### WHAT YOU WILL DO
Print the lines below exactly as they appear, starting at the line containing "Target: dark green bush" and ending at the line containing "217 94 L 256".

### DATA LISTING
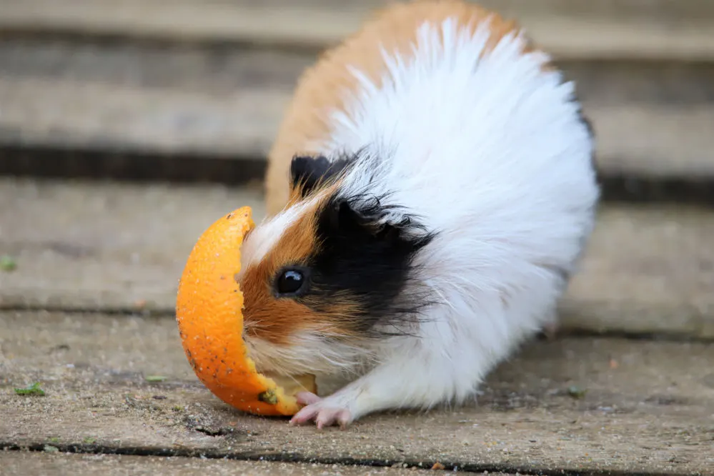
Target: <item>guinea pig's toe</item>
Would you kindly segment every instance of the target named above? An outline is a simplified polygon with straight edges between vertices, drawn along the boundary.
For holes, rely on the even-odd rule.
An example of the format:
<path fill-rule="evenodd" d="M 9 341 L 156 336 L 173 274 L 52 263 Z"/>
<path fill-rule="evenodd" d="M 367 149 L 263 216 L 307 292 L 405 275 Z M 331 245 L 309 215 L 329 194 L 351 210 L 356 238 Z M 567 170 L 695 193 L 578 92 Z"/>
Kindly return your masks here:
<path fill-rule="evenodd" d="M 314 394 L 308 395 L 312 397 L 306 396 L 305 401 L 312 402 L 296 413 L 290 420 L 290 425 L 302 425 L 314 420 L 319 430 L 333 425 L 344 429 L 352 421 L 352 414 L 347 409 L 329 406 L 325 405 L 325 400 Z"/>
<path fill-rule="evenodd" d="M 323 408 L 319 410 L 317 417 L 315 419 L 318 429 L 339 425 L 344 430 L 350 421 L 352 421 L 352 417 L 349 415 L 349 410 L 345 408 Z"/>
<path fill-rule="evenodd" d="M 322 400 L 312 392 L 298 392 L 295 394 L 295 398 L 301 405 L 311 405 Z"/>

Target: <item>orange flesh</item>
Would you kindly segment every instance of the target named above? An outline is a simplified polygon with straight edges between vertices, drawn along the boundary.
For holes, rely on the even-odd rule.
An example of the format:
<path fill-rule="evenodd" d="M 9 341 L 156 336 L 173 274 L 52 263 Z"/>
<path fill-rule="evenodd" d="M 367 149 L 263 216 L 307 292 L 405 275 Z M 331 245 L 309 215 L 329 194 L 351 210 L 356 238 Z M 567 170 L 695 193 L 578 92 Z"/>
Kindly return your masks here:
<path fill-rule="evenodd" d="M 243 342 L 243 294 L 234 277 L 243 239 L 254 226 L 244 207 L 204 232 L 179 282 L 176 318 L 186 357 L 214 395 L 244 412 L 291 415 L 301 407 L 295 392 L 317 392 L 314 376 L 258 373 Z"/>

--

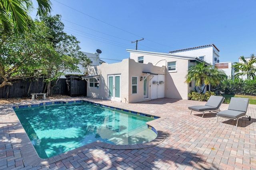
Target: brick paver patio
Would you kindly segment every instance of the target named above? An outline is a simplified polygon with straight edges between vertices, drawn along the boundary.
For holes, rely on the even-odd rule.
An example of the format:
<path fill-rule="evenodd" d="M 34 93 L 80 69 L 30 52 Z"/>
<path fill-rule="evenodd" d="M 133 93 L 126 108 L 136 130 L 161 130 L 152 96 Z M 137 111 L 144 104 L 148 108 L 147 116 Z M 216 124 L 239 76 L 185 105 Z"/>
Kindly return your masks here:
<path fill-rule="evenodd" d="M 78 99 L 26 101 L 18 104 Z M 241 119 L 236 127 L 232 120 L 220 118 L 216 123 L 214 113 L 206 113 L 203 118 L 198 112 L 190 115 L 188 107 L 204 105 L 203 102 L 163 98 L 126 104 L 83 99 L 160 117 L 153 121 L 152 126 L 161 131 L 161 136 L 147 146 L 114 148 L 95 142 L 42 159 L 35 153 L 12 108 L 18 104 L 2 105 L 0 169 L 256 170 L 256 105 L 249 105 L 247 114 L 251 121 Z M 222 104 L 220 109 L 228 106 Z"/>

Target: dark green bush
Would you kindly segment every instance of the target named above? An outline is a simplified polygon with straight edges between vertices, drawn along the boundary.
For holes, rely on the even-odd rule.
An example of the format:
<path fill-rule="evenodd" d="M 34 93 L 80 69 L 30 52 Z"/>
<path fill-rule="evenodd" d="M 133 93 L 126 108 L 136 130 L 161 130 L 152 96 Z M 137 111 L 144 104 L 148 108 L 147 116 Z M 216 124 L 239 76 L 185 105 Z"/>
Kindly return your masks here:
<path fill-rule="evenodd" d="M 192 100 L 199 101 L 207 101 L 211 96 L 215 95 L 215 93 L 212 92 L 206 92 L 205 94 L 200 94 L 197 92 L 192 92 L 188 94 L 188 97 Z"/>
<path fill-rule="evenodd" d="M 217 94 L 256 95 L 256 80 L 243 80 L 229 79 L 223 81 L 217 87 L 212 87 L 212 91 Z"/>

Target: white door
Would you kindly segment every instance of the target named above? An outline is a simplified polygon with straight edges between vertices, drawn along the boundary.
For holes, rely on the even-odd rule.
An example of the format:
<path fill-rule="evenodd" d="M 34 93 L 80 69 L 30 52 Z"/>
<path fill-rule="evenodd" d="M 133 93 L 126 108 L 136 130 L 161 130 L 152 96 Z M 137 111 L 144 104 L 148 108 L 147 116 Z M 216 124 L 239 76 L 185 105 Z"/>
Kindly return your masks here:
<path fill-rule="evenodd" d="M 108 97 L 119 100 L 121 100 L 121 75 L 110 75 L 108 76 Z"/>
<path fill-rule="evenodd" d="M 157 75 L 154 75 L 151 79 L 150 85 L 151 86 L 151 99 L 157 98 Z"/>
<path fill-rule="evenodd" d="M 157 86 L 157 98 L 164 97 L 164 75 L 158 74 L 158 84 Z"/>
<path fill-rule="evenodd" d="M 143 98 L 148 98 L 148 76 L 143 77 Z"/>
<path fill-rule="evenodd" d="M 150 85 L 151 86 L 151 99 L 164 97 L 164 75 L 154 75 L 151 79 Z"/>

### RESPONSE BELOW
Target: dark green bush
Would you kindly segment every instance of the target named above? An outline is a simplified polygon with straight edges between vertices, drawn along the boundary.
For holes, rely on the even-odd rule.
An example of the format:
<path fill-rule="evenodd" d="M 34 93 L 80 69 L 30 52 Z"/>
<path fill-rule="evenodd" d="M 133 93 L 126 108 L 136 130 L 161 130 L 152 96 Z M 137 111 L 144 104 L 148 108 L 147 116 Z M 216 124 L 239 76 L 185 105 Z"/>
Kindly return your masks here:
<path fill-rule="evenodd" d="M 192 100 L 199 101 L 207 101 L 211 96 L 215 95 L 215 93 L 212 92 L 206 92 L 205 94 L 200 94 L 197 92 L 192 92 L 188 94 L 188 97 Z"/>
<path fill-rule="evenodd" d="M 217 94 L 256 95 L 256 80 L 243 80 L 229 79 L 223 81 L 217 87 L 212 87 L 212 91 Z"/>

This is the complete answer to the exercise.